Goal -
Please list every line of the data below that contains the word "tree", with case counting.

The input -
________

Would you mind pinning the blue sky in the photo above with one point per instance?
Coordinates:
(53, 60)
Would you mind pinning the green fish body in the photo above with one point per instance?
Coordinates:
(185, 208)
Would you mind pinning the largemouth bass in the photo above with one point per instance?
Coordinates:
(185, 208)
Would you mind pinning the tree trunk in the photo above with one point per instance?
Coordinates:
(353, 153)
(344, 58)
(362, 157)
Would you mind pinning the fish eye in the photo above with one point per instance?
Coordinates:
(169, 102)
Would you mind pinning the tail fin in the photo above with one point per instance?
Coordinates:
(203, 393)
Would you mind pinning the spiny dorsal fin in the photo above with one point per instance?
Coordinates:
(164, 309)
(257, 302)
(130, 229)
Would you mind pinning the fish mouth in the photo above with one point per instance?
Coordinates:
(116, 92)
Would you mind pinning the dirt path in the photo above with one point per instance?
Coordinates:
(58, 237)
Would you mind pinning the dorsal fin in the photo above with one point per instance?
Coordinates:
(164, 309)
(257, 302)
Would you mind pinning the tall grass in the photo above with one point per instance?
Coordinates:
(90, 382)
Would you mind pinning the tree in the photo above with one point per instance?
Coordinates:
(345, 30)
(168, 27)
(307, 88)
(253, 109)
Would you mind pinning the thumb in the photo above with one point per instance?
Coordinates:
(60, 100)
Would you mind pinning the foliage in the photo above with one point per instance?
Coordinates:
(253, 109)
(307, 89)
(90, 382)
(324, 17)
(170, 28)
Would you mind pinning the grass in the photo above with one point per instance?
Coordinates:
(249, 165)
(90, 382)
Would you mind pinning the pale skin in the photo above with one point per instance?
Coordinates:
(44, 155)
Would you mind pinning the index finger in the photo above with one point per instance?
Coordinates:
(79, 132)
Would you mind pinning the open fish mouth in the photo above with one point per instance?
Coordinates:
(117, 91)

________

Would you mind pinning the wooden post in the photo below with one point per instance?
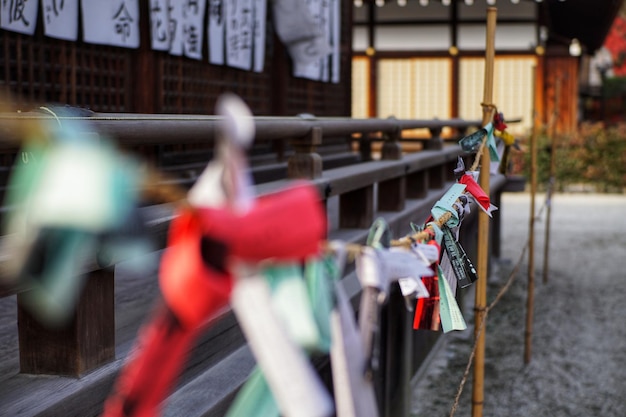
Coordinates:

________

Response to the exercise -
Would you mind pinning the tree trunk in the photo above with one point per instance?
Would you mind pinning the tree in the photo above with one point per instance?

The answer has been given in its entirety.